— Exercise instructions —
Return each record word for word and omit the pictures.

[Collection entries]
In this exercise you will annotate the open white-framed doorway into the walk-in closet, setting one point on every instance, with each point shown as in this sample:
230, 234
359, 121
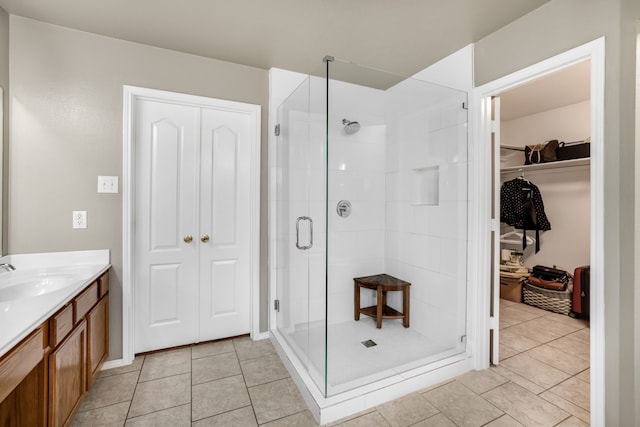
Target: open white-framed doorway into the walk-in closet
544, 341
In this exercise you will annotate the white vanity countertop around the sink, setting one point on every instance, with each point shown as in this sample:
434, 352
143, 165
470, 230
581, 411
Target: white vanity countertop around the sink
19, 317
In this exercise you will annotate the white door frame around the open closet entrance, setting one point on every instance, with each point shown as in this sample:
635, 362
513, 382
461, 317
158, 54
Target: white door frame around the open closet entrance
595, 52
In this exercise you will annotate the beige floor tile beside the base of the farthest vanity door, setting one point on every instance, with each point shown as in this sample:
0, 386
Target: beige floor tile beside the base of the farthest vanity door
110, 390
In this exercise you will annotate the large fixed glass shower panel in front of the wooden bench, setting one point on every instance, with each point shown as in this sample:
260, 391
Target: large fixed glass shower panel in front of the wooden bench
397, 153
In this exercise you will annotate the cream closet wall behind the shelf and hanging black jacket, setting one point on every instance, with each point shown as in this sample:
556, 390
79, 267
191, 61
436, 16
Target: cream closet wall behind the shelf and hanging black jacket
565, 191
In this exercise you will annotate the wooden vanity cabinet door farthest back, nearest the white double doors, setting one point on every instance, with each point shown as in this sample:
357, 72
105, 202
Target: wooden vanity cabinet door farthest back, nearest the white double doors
97, 338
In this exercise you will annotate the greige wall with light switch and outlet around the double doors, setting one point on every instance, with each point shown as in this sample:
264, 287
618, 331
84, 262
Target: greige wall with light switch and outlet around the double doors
66, 129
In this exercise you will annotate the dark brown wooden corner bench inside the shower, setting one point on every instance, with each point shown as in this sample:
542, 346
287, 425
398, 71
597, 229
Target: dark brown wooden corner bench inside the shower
382, 283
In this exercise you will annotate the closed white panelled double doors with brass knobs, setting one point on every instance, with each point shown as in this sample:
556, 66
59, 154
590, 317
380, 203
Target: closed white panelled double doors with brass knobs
192, 224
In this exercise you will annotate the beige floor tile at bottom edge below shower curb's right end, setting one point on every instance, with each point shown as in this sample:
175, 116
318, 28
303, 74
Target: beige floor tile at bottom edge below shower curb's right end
462, 406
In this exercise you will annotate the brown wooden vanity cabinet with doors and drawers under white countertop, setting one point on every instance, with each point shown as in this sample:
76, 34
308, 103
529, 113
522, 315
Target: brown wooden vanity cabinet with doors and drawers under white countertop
44, 379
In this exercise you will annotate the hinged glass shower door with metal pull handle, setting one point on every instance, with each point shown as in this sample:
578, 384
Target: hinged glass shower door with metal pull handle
300, 212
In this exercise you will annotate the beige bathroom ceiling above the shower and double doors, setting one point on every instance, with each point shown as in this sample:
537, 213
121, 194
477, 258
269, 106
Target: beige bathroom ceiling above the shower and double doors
400, 36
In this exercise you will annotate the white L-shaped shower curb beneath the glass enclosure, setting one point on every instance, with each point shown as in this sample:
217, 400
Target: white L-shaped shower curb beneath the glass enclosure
374, 390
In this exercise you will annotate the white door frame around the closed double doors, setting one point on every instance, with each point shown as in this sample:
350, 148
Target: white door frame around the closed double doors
131, 94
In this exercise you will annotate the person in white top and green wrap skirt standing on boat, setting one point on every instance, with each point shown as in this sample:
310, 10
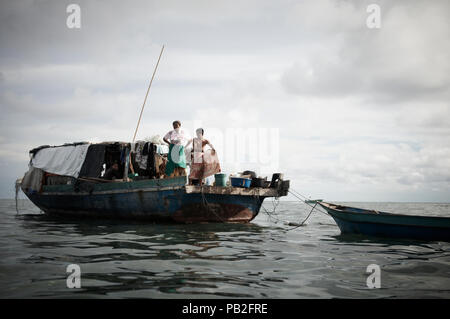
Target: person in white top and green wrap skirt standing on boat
176, 165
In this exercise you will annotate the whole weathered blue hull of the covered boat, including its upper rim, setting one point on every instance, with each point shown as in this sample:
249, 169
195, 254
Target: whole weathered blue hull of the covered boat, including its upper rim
157, 200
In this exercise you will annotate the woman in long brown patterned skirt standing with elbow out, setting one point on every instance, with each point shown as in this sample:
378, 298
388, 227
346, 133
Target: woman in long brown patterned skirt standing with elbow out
204, 164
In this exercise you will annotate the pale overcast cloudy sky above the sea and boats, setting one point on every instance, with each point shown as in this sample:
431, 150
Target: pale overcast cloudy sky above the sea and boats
347, 112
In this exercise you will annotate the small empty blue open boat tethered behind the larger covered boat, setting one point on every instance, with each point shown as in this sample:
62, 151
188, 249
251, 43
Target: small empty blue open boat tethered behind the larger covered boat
382, 224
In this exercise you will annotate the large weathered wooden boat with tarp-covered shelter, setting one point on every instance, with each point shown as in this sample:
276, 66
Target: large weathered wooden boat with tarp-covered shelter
65, 181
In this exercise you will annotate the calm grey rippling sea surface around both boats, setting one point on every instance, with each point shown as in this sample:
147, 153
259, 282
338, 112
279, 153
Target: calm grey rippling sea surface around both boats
263, 259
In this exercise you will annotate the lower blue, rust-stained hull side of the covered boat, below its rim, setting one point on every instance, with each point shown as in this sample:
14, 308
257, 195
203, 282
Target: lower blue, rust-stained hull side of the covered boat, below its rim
162, 205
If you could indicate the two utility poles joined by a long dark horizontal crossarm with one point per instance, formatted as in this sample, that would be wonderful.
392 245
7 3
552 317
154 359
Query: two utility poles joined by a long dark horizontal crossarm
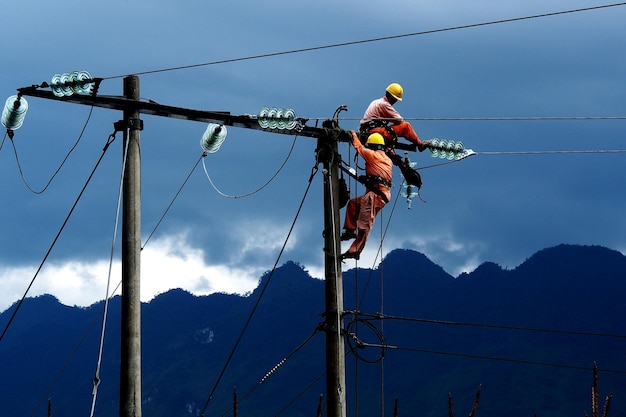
328 137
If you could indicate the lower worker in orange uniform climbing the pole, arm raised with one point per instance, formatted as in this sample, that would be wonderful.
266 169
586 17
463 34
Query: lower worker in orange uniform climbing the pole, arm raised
361 211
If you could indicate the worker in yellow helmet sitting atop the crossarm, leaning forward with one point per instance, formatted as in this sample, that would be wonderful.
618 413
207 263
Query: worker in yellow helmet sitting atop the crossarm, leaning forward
381 117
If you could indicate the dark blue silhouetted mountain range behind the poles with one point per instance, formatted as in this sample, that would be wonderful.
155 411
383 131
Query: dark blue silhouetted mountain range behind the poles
529 336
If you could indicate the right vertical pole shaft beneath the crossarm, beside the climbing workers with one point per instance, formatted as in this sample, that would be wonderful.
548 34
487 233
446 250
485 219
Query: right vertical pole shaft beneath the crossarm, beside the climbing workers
335 350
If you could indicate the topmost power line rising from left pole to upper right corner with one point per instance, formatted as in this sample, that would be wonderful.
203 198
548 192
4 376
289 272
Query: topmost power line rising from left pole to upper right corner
372 40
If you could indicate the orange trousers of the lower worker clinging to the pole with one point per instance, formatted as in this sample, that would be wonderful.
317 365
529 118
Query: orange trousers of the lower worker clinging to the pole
360 214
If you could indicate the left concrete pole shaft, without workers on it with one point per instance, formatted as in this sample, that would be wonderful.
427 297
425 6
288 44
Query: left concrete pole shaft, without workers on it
130 366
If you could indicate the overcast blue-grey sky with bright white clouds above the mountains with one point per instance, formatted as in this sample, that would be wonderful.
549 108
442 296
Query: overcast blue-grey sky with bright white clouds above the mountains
529 187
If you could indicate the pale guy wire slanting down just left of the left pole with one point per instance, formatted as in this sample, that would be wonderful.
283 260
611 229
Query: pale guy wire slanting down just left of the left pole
96 378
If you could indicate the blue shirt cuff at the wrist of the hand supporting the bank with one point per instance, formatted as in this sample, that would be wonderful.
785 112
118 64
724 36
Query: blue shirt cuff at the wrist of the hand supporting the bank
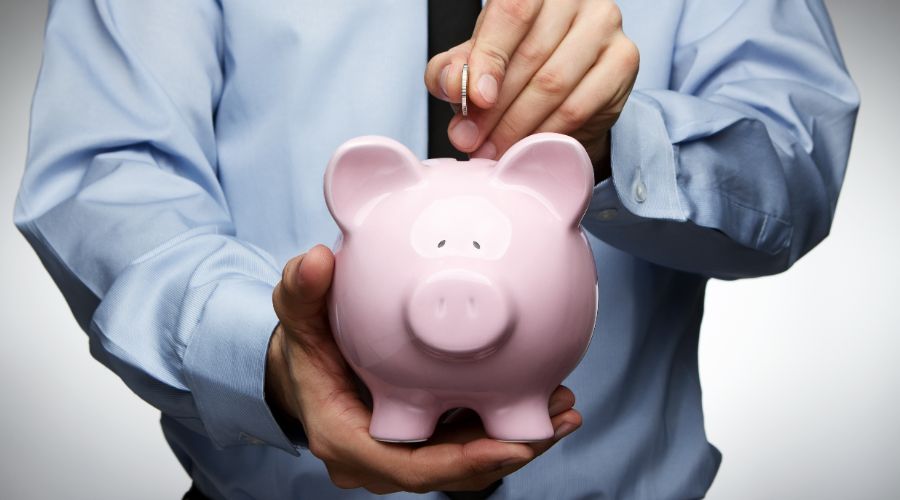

— Response for this exercise —
In this exercise you will annotate the open white-framed doorway into the walk-in closet, setting one point on every instance, with each point shown as in this sample:
230, 234
359, 121
Target: open white-framed doorway into the walk-in closet
544, 341
In this exercise you will annotate the white vanity countertop around the sink, setting one point on every instance, with each point shown as in this sample:
434, 352
143, 165
470, 230
581, 411
Target: white vanity countertop around the sink
19, 317
In this exercise you will annotate the white door frame around the open closet entrance, setting one point on every instance, with each point shown as in this sample:
635, 362
513, 382
461, 317
158, 54
Target: white door frame around the open closet entrance
595, 52
In this exercise you will annotate the beige floor tile beside the base of the farthest vanity door, setting one point on every instance, with each point shown as in this sample:
0, 386
Target: beige floor tile beside the base of the farthest vanity door
110, 390
In this exercise you will annotate the large fixed glass shower panel in front of the wooden bench, setting one point on every instance, with each point shown as in this sample:
260, 391
Target: large fixed glass shower panel in front of the wooden bench
397, 153
In this exercise you will annotate the cream closet wall behind the shelf and hanging black jacket, setting one point on every instance, with each point shown as in this sample:
556, 390
79, 267
191, 61
436, 16
Target: cream closet wall behind the shelf and hanging black jacket
565, 191
In this exercise you will annotate the wooden vanity cabinet door farthest back, nearest the white double doors, setting one point on every instance, with each point shown as in this sample:
357, 72
105, 202
Target: wooden vanity cabinet door farthest back, nearest the white double doors
97, 338
In this exercise you will annotate the greige wall with light switch and outlet around the double doors, setting one point on every instance, with each point shown as in this sample:
264, 287
618, 331
84, 262
Target: greige wall with light switch and outlet around the double doors
66, 129
In this exercise you will annotate the dark brown wooden corner bench inside the shower, setting one point on every instance, with each point shown as in this sample:
542, 346
287, 425
398, 71
597, 229
Target: dark brown wooden corner bench inside the shower
382, 283
In this exercise you will annotate the closed white panelled double doors with brass knobs, setting one point on every instance, with each point shown as in this sample:
556, 66
59, 154
590, 317
380, 203
Target: closed white panelled double doors with brass knobs
192, 224
In this exercise you will annotate the beige floor tile at bottom edge below shower curb's right end, setting one point on every instance, with each point shown as in this sample:
175, 116
318, 28
303, 74
Target: beige floor tile at bottom edge below shower curb's right end
462, 406
In this exercise you will annotate the brown wooden vanity cabinet with doors and drawers under white countertop, setting one point on every instance, with each point shown as in this sample:
76, 34
308, 103
529, 113
522, 315
Target: brown wooden vanity cabinet with doors and drawers under white countertop
44, 379
In this exercise you will annotate the hinged glass shower door with metal pull handle, setting one point on every instance, with each point shown as in this sample:
578, 384
Target: hinged glass shower door with metal pull handle
300, 212
In this exercise you will annotate the beige bathroom ceiling above the shower and double doors, setting one point on every instance, with each point shown as in this sample:
537, 213
121, 194
477, 258
269, 106
Target: beige bathroom ceiling above the shower and double doors
400, 36
In this exercise you will annotate the white L-shaped shower curb beneath the glass enclosure, setting one point on every instance, with each point shown as in this sample:
217, 400
Target: white L-shaped shower curb beneath the glass enclosure
374, 390
In this exercise you will annotate the white door frame around the closed double doors, setting one point on every instance, with each point shown as in this sample:
350, 148
Target: white door frame around the closed double doors
131, 94
In this exercise you will annotate the person in white top and green wrap skirt standing on boat, setting one point on every instance, with each point shown as in this sample:
310, 10
Target: person in white top and green wrap skirt standing on boat
176, 165
In this exercise you will annotate the whole weathered blue hull of the covered boat, including its upper rim, setting one point on every instance, with each point shown as in this sample:
249, 169
195, 254
Target: whole weathered blue hull of the covered boat, including its upper rim
157, 200
In this exercise you will annotate the woman in long brown patterned skirt standing with elbow out, setting one point on every instance, with each point shown as in this sample:
378, 298
388, 227
346, 133
Target: woman in long brown patterned skirt standing with elbow out
204, 164
In this exercise you will annotate the pale overcast cloudy sky above the sea and boats, setting one point on every instance, with each point shown as in this sample:
431, 150
Target: pale overcast cloudy sky above the sea and boats
347, 112
In this exercise you will annotate the small empty blue open boat tethered behind the larger covered boat, setting one point on every instance, with each point shown as in this sample:
62, 151
188, 249
251, 43
Target: small empty blue open boat tethered behind the larger covered boat
382, 224
In this exercise you will annotate the large weathered wooden boat with tarp-covered shelter, setting one point on every instance, with each point shown as in this sample:
276, 66
Target: large weathered wooden boat with tarp-covered shelter
65, 181
In this exercise you will annotate the calm grey rippling sea surface around both boats, setting one point on every instance, with each point shown as in this sample:
147, 153
259, 282
338, 112
279, 153
Target: calm grey rippling sea surface around both boats
263, 259
In this exercise you will annotate the lower blue, rust-stained hull side of the covered boat, below its rim, setting one point on every instance, with each point shown as in this sample:
14, 308
257, 195
203, 282
Target: lower blue, rust-stained hull side of the covered boat, below its rim
162, 205
If you could indicate the two utility poles joined by a long dark horizontal crossarm with one point per instance, formatted as in this sample, that would be wonderful.
392 245
7 3
552 317
154 359
Query: two utility poles joined by a long dark horizontal crossarm
328 137
If you could indicate the lower worker in orange uniform climbing the pole, arm raised with one point per instance, formatted as in this sample, that would be wonderful.
266 169
586 17
463 34
Query: lower worker in orange uniform climbing the pole, arm raised
361 211
If you could indicate the worker in yellow helmet sitting atop the crossarm, leaning forward with one point per instance, formatted as in this sample, that would be wonderful.
618 413
207 263
Query: worker in yellow helmet sitting atop the crossarm, leaning forward
381 117
If you could indicate the dark blue silhouetted mountain range behind the poles with one point per instance, formatted as in this sample, that would be wonderful.
155 411
383 131
Query: dark blue silhouetted mountain range behind the poles
529 336
If you could indicate the right vertical pole shaft beneath the crossarm, beside the climbing workers with one point per instance, formatted as in this sample, that would be wonderful.
548 34
487 233
446 250
485 219
Query: right vertical pole shaft beneath the crossarm, beside the climbing workers
335 350
If you could indicate the topmost power line rising from left pole to upper right corner with one point per instance, formatted as in this sample, that would be wonderful.
203 198
548 192
4 376
289 272
Query: topmost power line rising from left pole to upper right corner
372 40
If you could indicate the orange trousers of the lower worker clinging to the pole with one point per instance, formatted as in this sample, that would be wonderful.
317 365
529 118
Query: orange trousers of the lower worker clinging to the pole
360 214
If you could indicate the left concrete pole shaft, without workers on it with one point per instance, formatted as in this sample, that would be wonderful.
427 297
425 6
288 44
Query: left concrete pole shaft, without workers on it
130 366
If you could indicate the overcast blue-grey sky with bright white clouds above the mountains with one point per instance, formatted as in this sample, that would be wonderful.
549 108
442 296
Query: overcast blue-grey sky with bright white clouds above the mountains
529 187
If you could indicate the pale guy wire slanting down just left of the left pole with one point per instance, formatted as in this sample, that would be wonderful.
283 260
611 229
Query: pale guy wire slanting down just left of the left pole
96 378
If you could indicate the blue shirt cuff at the wrist of the hand supporting the bank with one point per instance, formatted as in this sample, that would be wonderful.
785 112
118 64
724 36
Query: blue shirt cuff at the wrist of the hand supporting the bank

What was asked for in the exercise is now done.